— GIVEN INSTRUCTION —
Rewrite every one of the lines below, substituting "image" for "photograph" and leaving everything else unchanged. Omit the pictures from your answer.

— DATASET —
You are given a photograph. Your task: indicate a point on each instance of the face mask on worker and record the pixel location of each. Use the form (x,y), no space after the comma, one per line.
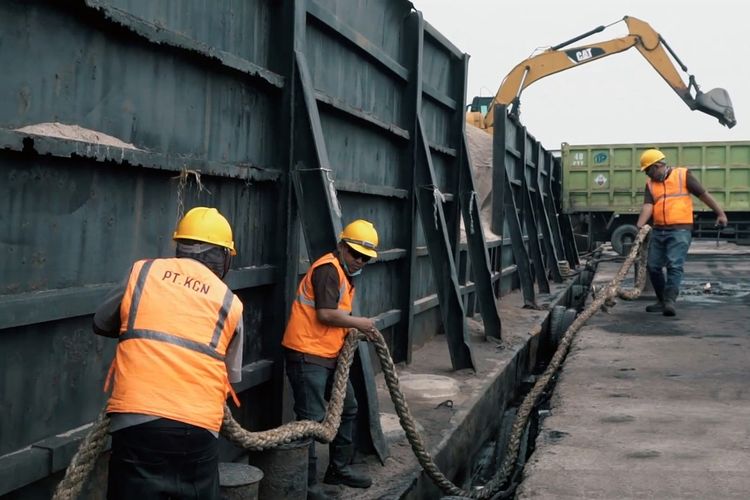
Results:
(348,272)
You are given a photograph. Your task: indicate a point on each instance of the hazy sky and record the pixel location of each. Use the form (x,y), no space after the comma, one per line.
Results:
(618,99)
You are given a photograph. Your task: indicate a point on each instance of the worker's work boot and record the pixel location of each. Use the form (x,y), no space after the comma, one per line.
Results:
(658,306)
(315,492)
(340,472)
(670,296)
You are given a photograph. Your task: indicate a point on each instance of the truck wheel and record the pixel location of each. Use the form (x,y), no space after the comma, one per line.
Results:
(623,237)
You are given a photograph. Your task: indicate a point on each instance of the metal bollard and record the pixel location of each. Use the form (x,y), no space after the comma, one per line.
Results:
(239,481)
(284,469)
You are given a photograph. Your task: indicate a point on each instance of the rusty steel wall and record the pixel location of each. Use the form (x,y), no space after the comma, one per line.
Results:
(292,118)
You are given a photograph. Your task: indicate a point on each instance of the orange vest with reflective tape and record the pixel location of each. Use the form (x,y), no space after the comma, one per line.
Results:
(177,319)
(304,332)
(673,203)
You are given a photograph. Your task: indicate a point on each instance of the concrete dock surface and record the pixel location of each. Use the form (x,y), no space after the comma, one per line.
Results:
(648,406)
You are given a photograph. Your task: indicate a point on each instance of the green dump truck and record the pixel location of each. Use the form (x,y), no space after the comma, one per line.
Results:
(603,188)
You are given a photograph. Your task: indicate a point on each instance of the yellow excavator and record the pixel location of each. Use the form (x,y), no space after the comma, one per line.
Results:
(649,43)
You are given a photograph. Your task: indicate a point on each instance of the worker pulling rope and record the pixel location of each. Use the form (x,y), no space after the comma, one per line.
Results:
(93,444)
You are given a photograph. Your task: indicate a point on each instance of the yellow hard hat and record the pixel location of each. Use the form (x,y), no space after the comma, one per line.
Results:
(206,225)
(649,157)
(361,236)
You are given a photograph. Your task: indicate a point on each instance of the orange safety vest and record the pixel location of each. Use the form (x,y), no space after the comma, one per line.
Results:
(177,319)
(304,332)
(673,203)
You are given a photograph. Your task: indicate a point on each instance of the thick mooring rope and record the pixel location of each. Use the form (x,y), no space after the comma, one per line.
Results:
(92,446)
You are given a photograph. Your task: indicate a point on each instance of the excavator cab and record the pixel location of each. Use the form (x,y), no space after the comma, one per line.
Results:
(558,58)
(716,102)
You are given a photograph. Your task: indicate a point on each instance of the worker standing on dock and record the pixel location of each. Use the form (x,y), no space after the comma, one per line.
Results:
(180,335)
(667,199)
(318,324)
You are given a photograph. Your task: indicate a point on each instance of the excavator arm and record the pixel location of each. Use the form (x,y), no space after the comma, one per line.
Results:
(641,36)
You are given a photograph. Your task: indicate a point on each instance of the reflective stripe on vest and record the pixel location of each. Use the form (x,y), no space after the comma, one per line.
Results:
(304,332)
(673,203)
(178,319)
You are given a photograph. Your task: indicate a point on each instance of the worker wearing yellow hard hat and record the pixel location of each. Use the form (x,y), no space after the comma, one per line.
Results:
(667,200)
(180,344)
(318,324)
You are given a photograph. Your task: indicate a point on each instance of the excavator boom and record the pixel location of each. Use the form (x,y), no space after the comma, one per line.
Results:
(641,36)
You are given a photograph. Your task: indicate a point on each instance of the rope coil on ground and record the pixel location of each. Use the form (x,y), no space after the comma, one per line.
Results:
(93,444)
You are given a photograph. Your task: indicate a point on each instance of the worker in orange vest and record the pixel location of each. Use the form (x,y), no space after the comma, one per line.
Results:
(668,201)
(318,324)
(180,339)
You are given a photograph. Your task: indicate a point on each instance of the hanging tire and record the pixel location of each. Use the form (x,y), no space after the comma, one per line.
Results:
(559,322)
(623,237)
(555,323)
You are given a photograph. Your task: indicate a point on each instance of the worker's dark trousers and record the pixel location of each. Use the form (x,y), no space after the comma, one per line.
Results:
(311,385)
(163,459)
(668,248)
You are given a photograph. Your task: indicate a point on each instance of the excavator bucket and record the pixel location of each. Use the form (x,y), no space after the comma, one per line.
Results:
(716,103)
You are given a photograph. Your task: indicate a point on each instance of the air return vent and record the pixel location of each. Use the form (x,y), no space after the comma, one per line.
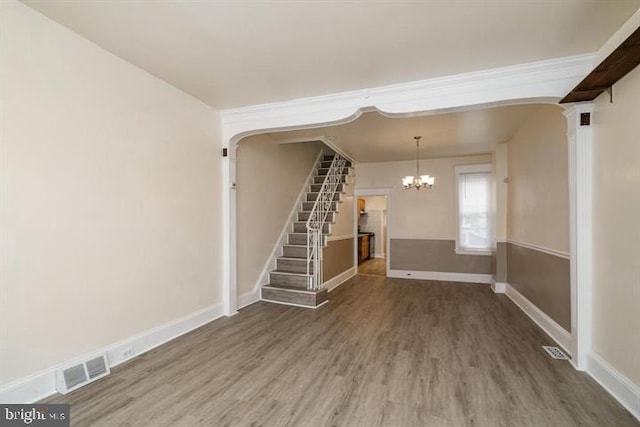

— CORRECT OUTPUT —
You are given a image. Your task: indicate a point on each instance of the face mask on worker and record the pixel location of each. Use the form (x,y), no space after the comma, one per line.
Results:
(348,272)
You are given a image. Your task: indicate a point on each instance of the hazy sky and record the pixel location of each. Use the form (x,y), no space after the comma, one per line.
Results:
(618,99)
You are given a image. Your task: indicate a point on each instance of the worker's work boot and record the pixel location of each. Use the form (x,y), no space after the comma, one per line.
Results:
(658,306)
(315,492)
(340,472)
(670,296)
You are given a image. Your task: indicate a point on each instance of the truck wheel and record the pixel location of each. Use the form (x,y), no space after the comma, one per line.
Results:
(623,237)
You are given a image. Your task: indicate a point on each instance of the metal bollard and record the pixel location of each. Use the form (x,y), no space after the comma, one per line.
Results:
(239,481)
(284,469)
You are given a image. Your task: indicate a point on each instance of the rusty steel wall and record the pixel location of each. Use the form (x,y), no space after the comma, one per line.
Results:
(292,118)
You are given a image. Your task: indicate a point on each instance of the orange vest with reflective tape and record the pixel location of each. Use the form (x,y), no space after the comma, one per line.
Results:
(177,319)
(304,332)
(673,203)
You are given a image. Your task: indicate a point on each instance of the concrete dock surface and record the pixel location of each. Use the form (x,y), no space after the comma, one per line.
Results:
(648,406)
You are given a image. Your task: indicate a point on each instance of the green dump truck and record the pixel location of each. Use the form (x,y), no space after the comma, one per line.
Results:
(603,188)
You are given a image. Your task: indicate a point on each instance of the yellow excavator and record the pixel location of each. Use the form (x,y), no space after the comma, one per line.
Results:
(649,43)
You are given a image. Your task: indicate a point on each instance of the worker pulling rope and record the pixel location of each. Use the form (x,y), no space after the comma, one per line.
Results:
(93,444)
You are given a image. Your task: indicate a point on each instance of the yellow hard hat and record the pixel location of each. Use the form (x,y), no space after the comma, one per line.
Results:
(206,225)
(649,157)
(361,236)
You are given a image. Your task: indicate a point on each instance of the orange safety vest and record the pixel location of each. Use the form (x,y), no space after the comma, one per line.
Results:
(177,319)
(304,332)
(673,203)
You are given a image. Your task: indicate a point on each instance of the thick mooring rope and record the pixel location of each. Use the form (x,y), no space after the comma, one per line.
Results:
(92,446)
You are given a image. Your task: indicate a point on each instance of the excavator cab and record the pixel location of each. Use the form (x,y), no space after the comma, one per line.
Results:
(558,58)
(716,102)
You are given a image. Your task: indicate a point on each instance of the worker standing on dock and record the pixel location of each. Use the form (x,y), no space after the comma, one per line.
Results:
(180,335)
(667,199)
(318,324)
You are given a image. Your task: indicate a point on each instance of the excavator arm and record the pixel location of each. Use the form (x,y), no space after the comma, one per line.
Results:
(641,36)
You are given a image. Your task: indicate a point on each instance of the reflective stripe on vest and record the pixel location of each. Use the form (x,y), no space after the comma, one per line.
Results:
(304,332)
(673,203)
(178,319)
You are given a image. Your task: indicate a point on each instance of the worker wearing yellow hard hat and record the pixel location of each. Use the form (x,y), no space after the comma, one per line.
Results:
(667,200)
(180,344)
(318,324)
You are given a image. Your task: indicate a point on each instance of the excavator boom and record the pixel location of each. Use the form (x,y), no space after the comma, one per line.
Results:
(641,36)
You are given a image. Your task: indicate a point on each instance of the rope coil on ground and record the pixel location of each. Use the form (x,y), no space after the comma, one per line.
Results:
(93,444)
You are given a image. Your task: indicate a point on each instance of the worker in orange vest and record the pixel location of each. Use the form (x,y), no space after the comma, one per line.
Results:
(668,201)
(318,324)
(180,339)
You are given a image. Your task: indicate a point on each instance of the hanging tire and record the pixel location of each. Use the form (x,y), no space after the comma, one per line.
Results:
(559,322)
(623,237)
(555,323)
You are given a image. Your task: indicate a point on each instance of the worker's dark trousers and record the pixel location of each. Use the form (x,y), no space after the comma, one per line.
Results:
(311,385)
(163,459)
(668,248)
You are given a image. Your task: indicate a point on each instance of the excavator bucket and record the pixel location of each. Use the form (x,y), no space after the comma, one per line.
Results:
(716,103)
You are given a image. Your task: indicate a point on each instance of the air return vent and record the pixel location of each. Use the form (x,y), no space after the comma, one per line.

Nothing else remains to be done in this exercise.